### WORK INSTRUCTIONS
1 > Set down the stretch of the Sachertorte article from "Created in 1832" through "unsweetened whipped cream.", word for word.
2 > Answer these questions from the Sachertorte article:
(a) Which two Montreal shops are named in the bagel debate?
(b) In what year was the cake created?
(c) In what year did Eduard leave Demel for his new Hotel Sacher?

Vienna’s Sachertorte Cake

A sweet duel.

Winter 2016, FYI Food, Sachertorte

In Montreal, the city where I live, one food debate seems to rise above all others: who makes a better bagel? The two shops in question, St-Viateur Bagel and Fairmount Bagel, both produce a superb specimen, yet every food writer who visits the city needs to find out which is the best. Truth be told, both versions are excellent and only the seriously obsessed could tell the difference blindfolded. Yet the debate lingers on and the Montreal bagel battle is but one of many. In New York, it’s all about the best lobster roll, and in Britain, it’s fish and chips. In the southern United States, good luck choosing between Kansas City, Texas, and North Carolina barbecue. Competition is rampant on the food scene, where second-best is the kiss of death. But on occasion, a rivalry can get ugly, which is what happened in Vienna some 50 years ago due to a simple chocolate cake known as the Sachertorte.

Created in 1832 in the kitchens of Prince Metternich, who yearned for a new dessert to impress visiting guests, the cake was dreamed up not by the palace’s pâtissier, who had taken ill, but his 16-year-old apprentice, Franz Sacher. Chocolate cakes were old hat in 19th-century Vienna; what made Sacher’s torte so special was the combination of a dense chocolate cake, apricot jam, and a smooth chocolate glaze, served with a side of unsweetened whipped cream.

The recipe was fine-tuned some years later by Franz’s son Eduard while he was working at the Viennese patisserie Demel, official pastry supplier to the imperial and royal courts as well as the upper crust of Viennese society. But in 1876, Eduard up and left Demel, taking his famous cake recipe with him to serve at his new Hotel Sacher. Alas, the Hotel Sacher went bankrupt in the 1930s and Eduard’s son, also named Eduard, headed back to Demel, bringing along his cherished recipe for the cake now sold as the “Eduard Sacher-Torte.”

### DATA EXCERPT
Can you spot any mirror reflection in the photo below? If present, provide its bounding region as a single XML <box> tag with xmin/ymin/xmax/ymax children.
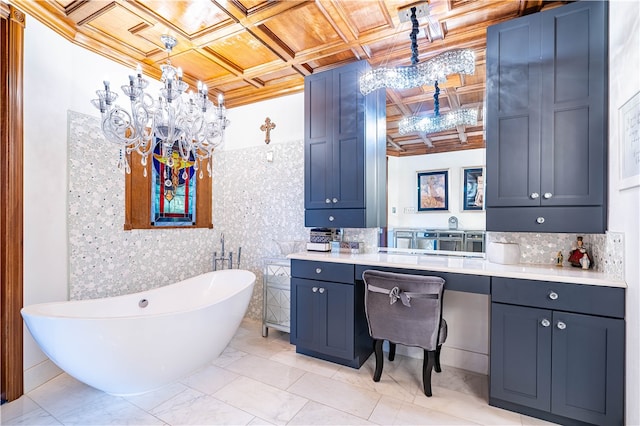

### SOLUTIONS TO THE PROBLEMS
1 >
Created in 1832 in the kitchens of Prince Metternich, who yearned for a new dessert to impress visiting guests, the cake was dreamed up not by the palace’s pâtissier, who had taken ill, but his 16-year-old apprentice, Franz Sacher. Chocolate cakes were old hat in 19th-century Vienna; what made Sacher’s torte so special was the combination of a dense chocolate cake, apricot jam, and a smooth chocolate glaze, served with a side of unsweetened whipped cream.

2 >
(a) St-Viateur Bagel and Fairmount Bagel
(b) 1832
(c) 1876